▸ **Directive**
The required output consists solely of the lines from the line containing "trace --target=tree-covered hill" through the end of the records, copied exactly.

___ Records shown ___

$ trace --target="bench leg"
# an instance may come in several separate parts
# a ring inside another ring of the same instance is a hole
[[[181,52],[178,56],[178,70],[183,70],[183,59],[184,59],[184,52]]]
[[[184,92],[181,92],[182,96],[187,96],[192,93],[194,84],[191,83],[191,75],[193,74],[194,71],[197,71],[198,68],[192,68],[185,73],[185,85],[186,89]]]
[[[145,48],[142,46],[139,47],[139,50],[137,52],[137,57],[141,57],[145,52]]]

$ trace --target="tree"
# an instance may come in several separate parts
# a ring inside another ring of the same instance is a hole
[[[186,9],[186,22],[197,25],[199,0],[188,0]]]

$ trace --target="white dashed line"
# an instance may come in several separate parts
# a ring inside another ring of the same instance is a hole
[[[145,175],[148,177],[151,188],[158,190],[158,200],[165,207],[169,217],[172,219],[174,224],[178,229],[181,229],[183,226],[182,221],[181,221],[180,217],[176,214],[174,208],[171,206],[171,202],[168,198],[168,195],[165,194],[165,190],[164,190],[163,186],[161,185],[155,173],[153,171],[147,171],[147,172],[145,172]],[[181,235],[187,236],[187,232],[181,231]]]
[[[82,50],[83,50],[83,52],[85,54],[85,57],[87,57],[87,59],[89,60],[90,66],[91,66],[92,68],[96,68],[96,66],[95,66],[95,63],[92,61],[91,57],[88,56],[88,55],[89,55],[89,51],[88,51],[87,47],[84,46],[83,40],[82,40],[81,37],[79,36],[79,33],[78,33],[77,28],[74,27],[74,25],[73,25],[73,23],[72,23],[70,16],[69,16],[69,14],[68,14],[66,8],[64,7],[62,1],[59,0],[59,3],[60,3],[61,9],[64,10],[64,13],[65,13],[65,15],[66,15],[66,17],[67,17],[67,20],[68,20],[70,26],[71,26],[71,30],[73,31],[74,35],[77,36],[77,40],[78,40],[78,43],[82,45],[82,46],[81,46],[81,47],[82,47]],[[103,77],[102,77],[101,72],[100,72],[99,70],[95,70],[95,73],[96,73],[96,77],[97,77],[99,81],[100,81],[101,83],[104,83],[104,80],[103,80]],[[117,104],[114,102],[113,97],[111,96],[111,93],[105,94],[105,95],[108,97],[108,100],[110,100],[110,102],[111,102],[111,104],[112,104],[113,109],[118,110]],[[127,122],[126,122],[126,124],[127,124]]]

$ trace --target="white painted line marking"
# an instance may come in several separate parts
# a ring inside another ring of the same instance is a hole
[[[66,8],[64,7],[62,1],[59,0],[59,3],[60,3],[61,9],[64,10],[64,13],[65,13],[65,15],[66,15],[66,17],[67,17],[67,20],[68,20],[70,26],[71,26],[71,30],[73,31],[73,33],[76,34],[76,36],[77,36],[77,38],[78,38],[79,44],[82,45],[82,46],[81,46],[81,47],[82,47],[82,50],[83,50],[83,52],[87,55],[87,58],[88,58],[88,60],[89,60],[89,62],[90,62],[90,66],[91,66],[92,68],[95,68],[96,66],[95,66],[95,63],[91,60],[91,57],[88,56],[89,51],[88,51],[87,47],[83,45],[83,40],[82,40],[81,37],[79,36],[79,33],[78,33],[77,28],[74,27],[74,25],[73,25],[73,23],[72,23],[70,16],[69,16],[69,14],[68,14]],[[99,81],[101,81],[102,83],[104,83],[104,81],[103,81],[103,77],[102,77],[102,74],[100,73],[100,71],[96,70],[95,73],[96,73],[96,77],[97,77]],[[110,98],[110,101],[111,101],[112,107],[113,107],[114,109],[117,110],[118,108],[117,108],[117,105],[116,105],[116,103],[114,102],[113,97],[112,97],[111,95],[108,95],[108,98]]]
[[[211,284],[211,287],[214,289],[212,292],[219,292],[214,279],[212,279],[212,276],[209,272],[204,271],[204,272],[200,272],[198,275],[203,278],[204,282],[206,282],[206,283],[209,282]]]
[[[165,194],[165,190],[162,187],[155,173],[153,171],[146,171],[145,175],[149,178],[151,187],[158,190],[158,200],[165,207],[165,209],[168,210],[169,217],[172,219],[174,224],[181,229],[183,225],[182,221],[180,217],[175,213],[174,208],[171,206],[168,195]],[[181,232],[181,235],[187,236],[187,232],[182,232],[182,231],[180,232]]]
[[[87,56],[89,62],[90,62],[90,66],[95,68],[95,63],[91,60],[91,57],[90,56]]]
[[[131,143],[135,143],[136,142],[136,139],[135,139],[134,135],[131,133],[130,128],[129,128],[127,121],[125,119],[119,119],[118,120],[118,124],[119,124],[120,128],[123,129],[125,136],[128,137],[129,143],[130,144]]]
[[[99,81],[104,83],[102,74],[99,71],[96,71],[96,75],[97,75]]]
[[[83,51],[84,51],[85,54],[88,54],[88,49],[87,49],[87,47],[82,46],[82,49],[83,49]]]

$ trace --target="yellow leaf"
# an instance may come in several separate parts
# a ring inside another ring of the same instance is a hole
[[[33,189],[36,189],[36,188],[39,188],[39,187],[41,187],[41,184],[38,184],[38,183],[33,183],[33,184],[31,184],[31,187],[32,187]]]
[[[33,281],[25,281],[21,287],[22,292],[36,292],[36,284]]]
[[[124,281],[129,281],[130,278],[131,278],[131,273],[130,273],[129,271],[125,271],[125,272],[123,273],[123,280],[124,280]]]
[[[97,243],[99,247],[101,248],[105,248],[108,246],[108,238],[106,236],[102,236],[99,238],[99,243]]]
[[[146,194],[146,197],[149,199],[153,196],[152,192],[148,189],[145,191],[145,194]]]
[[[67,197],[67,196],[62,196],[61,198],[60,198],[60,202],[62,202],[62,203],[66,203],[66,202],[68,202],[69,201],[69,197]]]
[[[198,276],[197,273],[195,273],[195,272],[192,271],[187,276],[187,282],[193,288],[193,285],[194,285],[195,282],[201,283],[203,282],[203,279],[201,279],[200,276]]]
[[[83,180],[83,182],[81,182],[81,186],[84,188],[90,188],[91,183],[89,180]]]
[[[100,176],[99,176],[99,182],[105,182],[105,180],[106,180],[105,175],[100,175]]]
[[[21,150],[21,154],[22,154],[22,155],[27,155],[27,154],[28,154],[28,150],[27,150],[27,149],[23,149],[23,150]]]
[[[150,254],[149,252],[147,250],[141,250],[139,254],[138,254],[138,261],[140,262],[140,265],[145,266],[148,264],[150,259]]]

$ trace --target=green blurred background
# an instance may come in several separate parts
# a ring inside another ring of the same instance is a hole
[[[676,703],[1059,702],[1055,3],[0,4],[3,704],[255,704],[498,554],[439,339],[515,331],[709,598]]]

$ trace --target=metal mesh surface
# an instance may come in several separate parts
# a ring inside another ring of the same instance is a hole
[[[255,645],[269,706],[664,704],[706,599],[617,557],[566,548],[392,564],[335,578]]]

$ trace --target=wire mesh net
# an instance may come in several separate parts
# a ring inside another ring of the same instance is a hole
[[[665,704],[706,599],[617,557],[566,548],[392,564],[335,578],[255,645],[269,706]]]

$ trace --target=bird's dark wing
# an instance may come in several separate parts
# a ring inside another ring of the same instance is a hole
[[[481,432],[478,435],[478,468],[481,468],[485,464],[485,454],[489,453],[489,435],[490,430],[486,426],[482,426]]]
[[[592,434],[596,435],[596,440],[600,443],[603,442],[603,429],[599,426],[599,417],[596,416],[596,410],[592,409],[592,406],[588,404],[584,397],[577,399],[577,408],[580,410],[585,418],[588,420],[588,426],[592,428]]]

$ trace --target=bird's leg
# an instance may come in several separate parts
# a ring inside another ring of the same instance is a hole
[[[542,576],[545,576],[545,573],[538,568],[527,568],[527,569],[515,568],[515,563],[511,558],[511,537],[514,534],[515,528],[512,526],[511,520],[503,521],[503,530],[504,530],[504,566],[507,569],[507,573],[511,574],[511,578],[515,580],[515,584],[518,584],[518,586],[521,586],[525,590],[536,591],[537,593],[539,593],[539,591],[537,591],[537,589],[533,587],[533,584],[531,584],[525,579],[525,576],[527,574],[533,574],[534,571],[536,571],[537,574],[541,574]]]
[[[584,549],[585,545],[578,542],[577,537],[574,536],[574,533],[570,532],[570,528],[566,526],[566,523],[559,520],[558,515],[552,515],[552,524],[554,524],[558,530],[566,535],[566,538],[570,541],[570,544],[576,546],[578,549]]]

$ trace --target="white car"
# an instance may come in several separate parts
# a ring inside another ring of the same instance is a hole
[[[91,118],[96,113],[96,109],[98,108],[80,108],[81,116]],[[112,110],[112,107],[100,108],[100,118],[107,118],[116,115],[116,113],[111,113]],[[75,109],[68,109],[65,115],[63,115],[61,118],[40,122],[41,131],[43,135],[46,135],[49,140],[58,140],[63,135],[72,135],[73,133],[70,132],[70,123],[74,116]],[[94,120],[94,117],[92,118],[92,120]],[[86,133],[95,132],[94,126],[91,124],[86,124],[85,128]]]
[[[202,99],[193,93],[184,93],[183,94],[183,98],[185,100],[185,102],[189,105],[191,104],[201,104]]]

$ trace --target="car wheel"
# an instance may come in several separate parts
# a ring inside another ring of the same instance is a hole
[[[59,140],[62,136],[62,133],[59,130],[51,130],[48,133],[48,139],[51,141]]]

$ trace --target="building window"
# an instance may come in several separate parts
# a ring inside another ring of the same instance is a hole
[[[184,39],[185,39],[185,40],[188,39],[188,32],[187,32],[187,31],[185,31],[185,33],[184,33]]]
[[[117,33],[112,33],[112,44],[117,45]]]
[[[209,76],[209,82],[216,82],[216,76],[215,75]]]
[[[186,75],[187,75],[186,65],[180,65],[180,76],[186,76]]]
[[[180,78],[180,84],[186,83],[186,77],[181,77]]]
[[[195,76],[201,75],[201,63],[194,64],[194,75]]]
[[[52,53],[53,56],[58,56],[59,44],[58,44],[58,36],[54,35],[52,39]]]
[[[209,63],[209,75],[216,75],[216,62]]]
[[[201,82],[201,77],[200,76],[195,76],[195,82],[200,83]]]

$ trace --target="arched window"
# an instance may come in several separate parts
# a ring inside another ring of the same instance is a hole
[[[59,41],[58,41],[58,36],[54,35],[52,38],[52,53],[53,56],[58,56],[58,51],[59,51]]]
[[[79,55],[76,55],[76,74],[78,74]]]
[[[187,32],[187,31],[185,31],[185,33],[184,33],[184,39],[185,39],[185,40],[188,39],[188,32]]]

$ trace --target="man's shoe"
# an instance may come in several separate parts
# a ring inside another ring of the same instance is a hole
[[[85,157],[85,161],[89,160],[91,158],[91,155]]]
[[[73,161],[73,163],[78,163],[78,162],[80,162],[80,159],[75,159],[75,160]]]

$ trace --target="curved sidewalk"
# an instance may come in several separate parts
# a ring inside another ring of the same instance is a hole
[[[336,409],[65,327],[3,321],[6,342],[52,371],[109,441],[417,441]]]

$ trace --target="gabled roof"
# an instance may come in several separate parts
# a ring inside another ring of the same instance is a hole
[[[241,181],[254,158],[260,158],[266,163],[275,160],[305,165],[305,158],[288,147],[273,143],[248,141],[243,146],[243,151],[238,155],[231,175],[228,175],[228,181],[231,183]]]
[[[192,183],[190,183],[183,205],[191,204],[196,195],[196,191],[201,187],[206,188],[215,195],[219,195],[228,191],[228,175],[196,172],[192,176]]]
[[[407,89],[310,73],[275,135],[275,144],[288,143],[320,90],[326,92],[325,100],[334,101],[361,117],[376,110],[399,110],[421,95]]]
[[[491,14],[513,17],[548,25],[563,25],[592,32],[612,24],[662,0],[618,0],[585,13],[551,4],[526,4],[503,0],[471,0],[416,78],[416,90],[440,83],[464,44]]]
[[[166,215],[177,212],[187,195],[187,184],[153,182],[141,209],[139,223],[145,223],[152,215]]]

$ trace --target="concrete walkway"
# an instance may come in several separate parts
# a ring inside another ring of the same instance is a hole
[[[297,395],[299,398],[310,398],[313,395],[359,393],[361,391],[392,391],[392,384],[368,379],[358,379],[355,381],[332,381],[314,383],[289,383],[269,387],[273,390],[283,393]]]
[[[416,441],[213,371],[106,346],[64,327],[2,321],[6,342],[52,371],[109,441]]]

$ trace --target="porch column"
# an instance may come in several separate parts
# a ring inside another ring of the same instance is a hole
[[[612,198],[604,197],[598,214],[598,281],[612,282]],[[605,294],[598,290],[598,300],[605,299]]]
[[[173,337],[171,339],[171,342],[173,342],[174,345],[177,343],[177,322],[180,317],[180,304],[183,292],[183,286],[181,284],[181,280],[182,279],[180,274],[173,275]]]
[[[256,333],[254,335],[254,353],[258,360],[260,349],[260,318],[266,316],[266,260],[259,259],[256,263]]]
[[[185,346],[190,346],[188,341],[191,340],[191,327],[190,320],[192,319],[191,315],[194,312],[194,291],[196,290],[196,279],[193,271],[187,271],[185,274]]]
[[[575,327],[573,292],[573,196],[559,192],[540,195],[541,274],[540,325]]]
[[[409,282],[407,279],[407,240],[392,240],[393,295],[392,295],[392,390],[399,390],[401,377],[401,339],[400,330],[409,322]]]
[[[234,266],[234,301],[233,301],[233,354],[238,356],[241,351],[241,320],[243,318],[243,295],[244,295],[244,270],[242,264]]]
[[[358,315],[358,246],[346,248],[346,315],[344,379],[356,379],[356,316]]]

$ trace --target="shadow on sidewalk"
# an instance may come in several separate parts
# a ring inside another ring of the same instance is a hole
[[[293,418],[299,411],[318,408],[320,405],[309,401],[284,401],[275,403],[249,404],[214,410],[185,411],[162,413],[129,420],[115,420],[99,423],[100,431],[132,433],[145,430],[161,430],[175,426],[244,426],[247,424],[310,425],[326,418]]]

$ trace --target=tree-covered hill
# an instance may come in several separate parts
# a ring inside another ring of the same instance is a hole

___

▸ **Output of the exercise**
$ trace --target=tree-covered hill
# an instance may come in several separate parts
# a ring inside another ring of the same instance is a hole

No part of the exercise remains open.